#### WORK ITEM
Please reproduce, exactly and with nothing else, every line from the one containing "Mark one point per instance of the snow" through the last line of the records below.

#### RECORDED INFORMATION

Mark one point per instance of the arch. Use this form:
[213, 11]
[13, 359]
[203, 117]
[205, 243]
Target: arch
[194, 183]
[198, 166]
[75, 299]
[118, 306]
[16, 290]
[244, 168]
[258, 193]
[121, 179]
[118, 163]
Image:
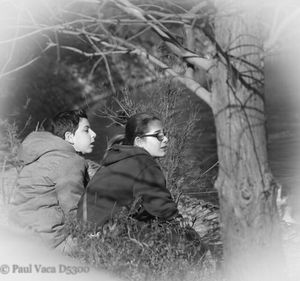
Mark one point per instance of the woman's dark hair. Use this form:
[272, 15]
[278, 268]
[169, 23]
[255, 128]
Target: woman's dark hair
[137, 125]
[66, 121]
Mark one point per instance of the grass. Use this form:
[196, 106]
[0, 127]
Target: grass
[137, 251]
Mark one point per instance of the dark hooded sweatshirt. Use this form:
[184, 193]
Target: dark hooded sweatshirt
[49, 186]
[127, 173]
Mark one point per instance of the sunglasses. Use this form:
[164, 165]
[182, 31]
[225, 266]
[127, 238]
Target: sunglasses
[160, 136]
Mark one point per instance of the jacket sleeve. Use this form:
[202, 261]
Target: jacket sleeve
[156, 198]
[71, 180]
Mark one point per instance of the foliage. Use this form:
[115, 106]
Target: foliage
[9, 143]
[139, 251]
[166, 102]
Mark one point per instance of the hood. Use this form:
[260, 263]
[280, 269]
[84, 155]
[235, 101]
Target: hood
[38, 143]
[120, 152]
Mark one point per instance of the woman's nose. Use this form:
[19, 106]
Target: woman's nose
[93, 134]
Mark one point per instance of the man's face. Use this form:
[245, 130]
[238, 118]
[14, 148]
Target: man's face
[84, 137]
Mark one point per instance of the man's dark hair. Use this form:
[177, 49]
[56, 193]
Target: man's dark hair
[66, 121]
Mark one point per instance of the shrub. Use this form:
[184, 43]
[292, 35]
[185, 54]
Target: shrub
[137, 251]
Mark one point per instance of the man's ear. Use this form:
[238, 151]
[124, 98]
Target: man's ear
[69, 137]
[138, 142]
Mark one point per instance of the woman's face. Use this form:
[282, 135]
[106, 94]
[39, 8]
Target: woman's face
[154, 141]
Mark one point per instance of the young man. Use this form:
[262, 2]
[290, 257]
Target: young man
[53, 176]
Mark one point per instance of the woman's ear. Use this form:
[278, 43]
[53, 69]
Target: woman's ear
[69, 137]
[138, 142]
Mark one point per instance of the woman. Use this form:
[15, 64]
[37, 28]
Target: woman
[129, 174]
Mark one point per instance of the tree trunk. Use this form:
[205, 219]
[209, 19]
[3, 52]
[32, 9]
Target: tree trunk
[247, 190]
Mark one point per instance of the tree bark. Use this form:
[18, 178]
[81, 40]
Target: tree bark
[246, 187]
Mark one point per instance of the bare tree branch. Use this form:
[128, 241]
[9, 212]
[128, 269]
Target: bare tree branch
[163, 32]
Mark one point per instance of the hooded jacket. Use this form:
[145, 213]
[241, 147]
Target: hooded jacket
[127, 173]
[49, 186]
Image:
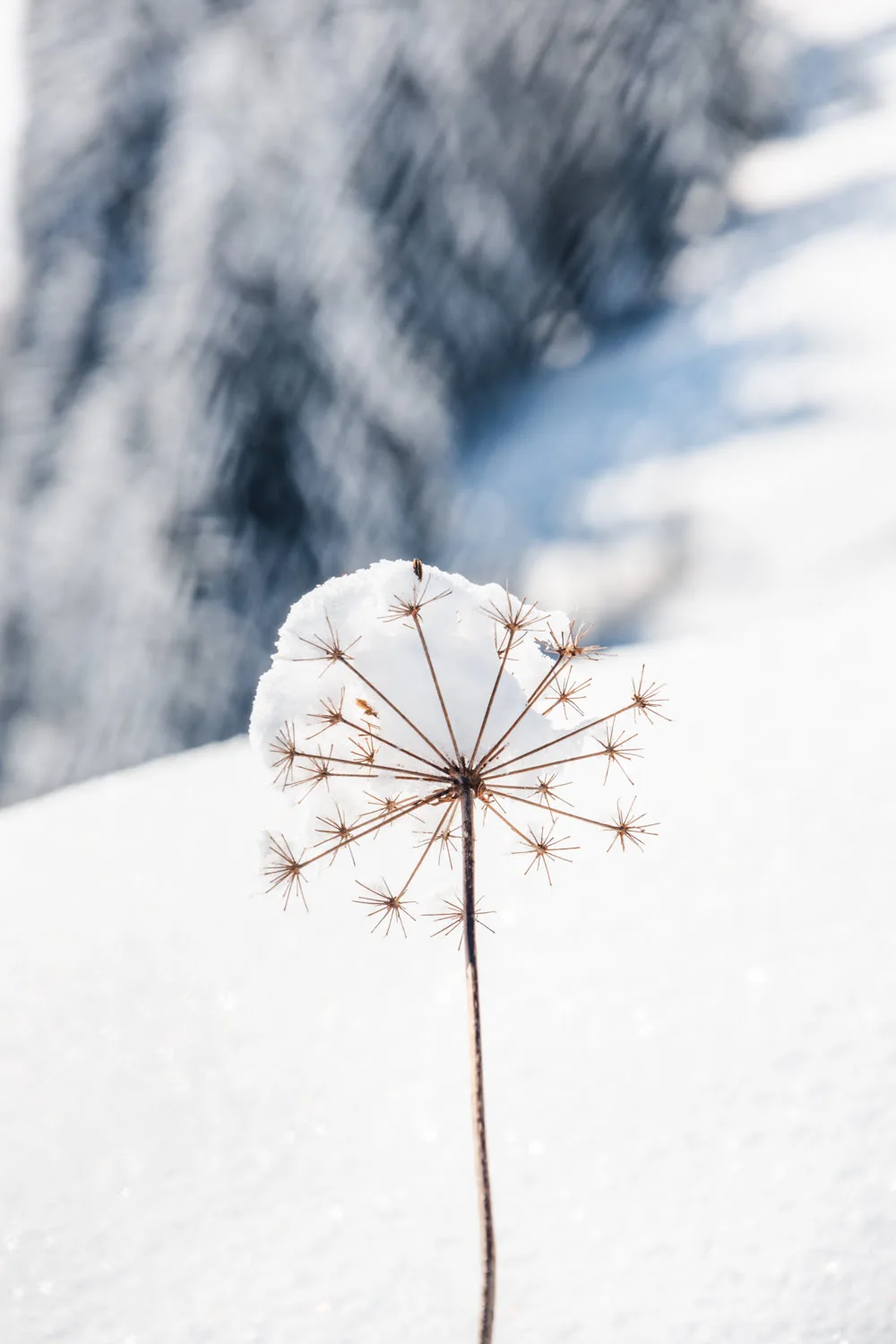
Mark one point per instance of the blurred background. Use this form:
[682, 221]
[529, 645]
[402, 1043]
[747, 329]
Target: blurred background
[595, 298]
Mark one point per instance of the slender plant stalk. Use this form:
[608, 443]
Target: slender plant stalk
[487, 1226]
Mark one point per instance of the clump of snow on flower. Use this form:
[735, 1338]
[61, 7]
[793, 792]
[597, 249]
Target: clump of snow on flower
[383, 682]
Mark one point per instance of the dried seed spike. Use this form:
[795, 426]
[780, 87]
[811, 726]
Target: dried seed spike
[328, 648]
[338, 830]
[365, 749]
[452, 917]
[568, 642]
[317, 769]
[285, 753]
[616, 749]
[547, 789]
[287, 871]
[410, 607]
[567, 695]
[331, 714]
[513, 618]
[389, 906]
[384, 806]
[629, 827]
[546, 849]
[446, 838]
[646, 701]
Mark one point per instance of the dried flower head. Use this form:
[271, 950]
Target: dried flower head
[409, 730]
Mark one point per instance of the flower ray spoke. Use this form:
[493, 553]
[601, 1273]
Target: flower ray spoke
[389, 905]
[395, 710]
[555, 742]
[546, 849]
[435, 683]
[287, 871]
[452, 917]
[540, 688]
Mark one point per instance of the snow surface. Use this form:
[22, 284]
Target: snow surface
[739, 454]
[222, 1121]
[226, 1123]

#### SOLUTION TO THIS PROBLEM
Mark one point per instance of the snow surface. Use this form:
[22, 284]
Target: snow surface
[739, 454]
[222, 1121]
[226, 1123]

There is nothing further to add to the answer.